>> BEGIN

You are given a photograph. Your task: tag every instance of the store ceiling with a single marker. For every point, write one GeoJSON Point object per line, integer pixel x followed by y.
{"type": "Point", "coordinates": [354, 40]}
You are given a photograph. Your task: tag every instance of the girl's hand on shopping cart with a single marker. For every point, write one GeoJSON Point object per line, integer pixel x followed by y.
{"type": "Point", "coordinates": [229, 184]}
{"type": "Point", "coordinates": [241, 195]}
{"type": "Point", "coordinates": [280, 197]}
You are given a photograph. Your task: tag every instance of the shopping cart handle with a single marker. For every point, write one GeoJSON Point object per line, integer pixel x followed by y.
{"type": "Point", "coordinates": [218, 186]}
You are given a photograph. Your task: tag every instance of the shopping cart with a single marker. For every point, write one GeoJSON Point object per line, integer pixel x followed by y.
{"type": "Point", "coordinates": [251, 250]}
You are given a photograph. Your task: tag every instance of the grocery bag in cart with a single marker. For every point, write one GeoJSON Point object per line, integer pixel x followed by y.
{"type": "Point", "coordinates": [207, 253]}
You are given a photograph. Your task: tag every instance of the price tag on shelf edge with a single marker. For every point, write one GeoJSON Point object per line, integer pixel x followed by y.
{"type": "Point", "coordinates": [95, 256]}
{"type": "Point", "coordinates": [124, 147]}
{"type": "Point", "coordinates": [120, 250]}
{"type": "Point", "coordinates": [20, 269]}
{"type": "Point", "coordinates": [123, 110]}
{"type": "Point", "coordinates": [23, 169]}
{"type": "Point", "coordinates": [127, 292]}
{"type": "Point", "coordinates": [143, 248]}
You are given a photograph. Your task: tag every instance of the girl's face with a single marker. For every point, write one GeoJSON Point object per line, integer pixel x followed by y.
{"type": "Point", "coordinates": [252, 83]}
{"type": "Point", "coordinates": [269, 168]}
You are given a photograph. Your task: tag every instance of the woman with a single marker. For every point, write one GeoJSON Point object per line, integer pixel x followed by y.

>> END

What is required
The lines to reproduce run from the one that contains "the girl's face" through the last line above; copy them exactly.

Response to this exercise
You are given a photograph. Your task: tag every instance of the girl's face with a single marker. For every point, write one GeoJSON Point object per line, integer pixel x followed by y.
{"type": "Point", "coordinates": [252, 83]}
{"type": "Point", "coordinates": [269, 168]}
You are given a photograph. Your task: tag every instance of the woman with a single marker. For every point, write one GeoJSON Point object per line, integer pixel x followed by y.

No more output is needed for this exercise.